問題
次の1.〜3.が本文の内容と合っているかどうか、それぞれ「はい」か「いいえ」で答え、決め手となる本文の言葉をそのまま引用してください。
1. あへん法は昭和29年5月に施行された。
2. 旧麻薬取締法のもとでは、けしの栽培は認められていた。
3. 平成3年の改正で、国外犯を罰する規定が新しく設けられた。

本文

+++

あへん法は,医療及び学術研究の用に供するあへんの供給の適正を図るため,国があへんの輸出入,収納及び売渡しを行い,あわせて,けしの栽培及びあへん・けしがらの譲渡し,譲受け,所持等について必要な取締りを行うことを目的とする法律である。
あへんは,昭和23年制定の旧麻薬取締法により規制され,けしの栽培等が禁止されるとともに,輸入も厳重に制限された。しかし,その結果,医療用の麻薬の製造に支障を来すようになったことや「けしの栽培並びにあへんの生産,国際取引,卸取引及び使用の制限及び取締に関する議定書」(28年6月署名。昭和38年条約第10号)の批准に備えるために,あへんの輸入,輸出,買取及び売渡等の権能を国に専属させるための国内法整備が必要となったことなどからあへんの規制を麻薬一般の規制から分離することとされ,29年,あへん法が制定された(昭和29年法律第71号。昭和29年5月施行)。
あへん法の重要な改正としては,平成3年法律第93号による改正により,営利の目的による違反行為等を中心とする罰金刑の上限の引上げ,資金等提供罪の範囲の拡大,あへん・けしがらの運搬の用に供した車両等への没収範囲拡大,国外犯処罰規定の新設等が行われたこと(平成4年7月施行)などがある。

+++

記録の抜粋
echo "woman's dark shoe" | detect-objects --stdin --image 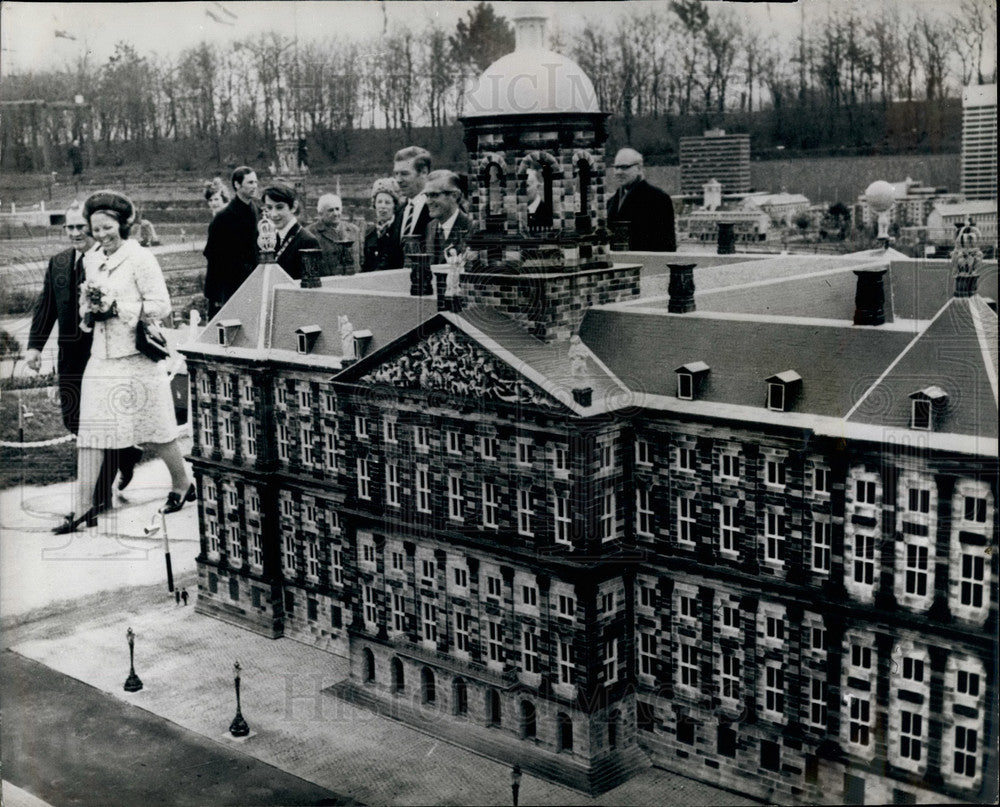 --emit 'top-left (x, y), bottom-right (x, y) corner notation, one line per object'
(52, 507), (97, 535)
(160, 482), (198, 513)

+++

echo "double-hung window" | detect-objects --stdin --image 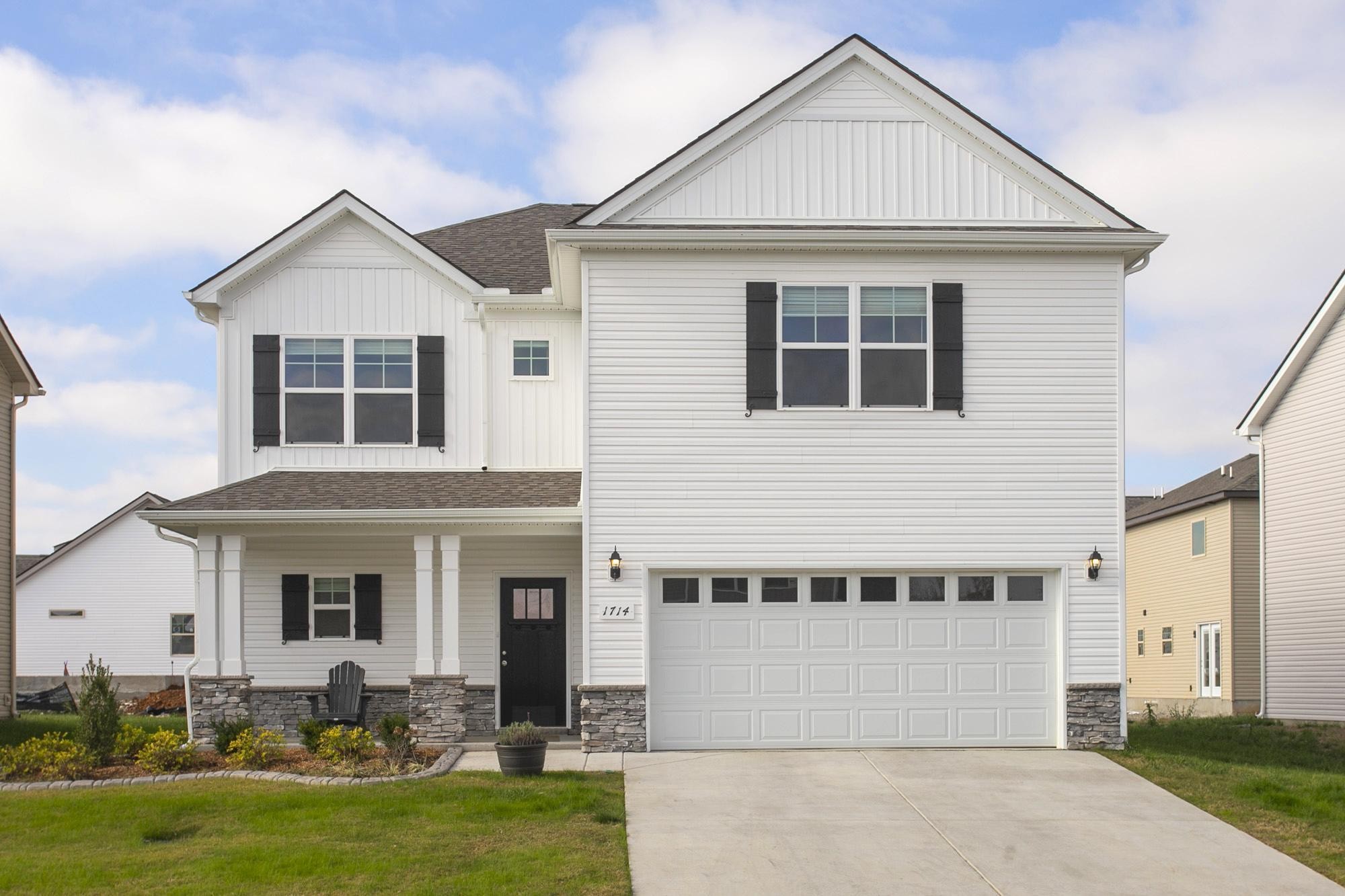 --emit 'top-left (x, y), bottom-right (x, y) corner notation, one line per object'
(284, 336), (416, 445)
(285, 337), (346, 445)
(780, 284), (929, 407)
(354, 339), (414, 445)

+++

解答
1. はい:「昭和29年5月施行」
2. いいえ:「けしの栽培等が禁止される」
3. はい:「国外犯処罰規定の新設等が行われた」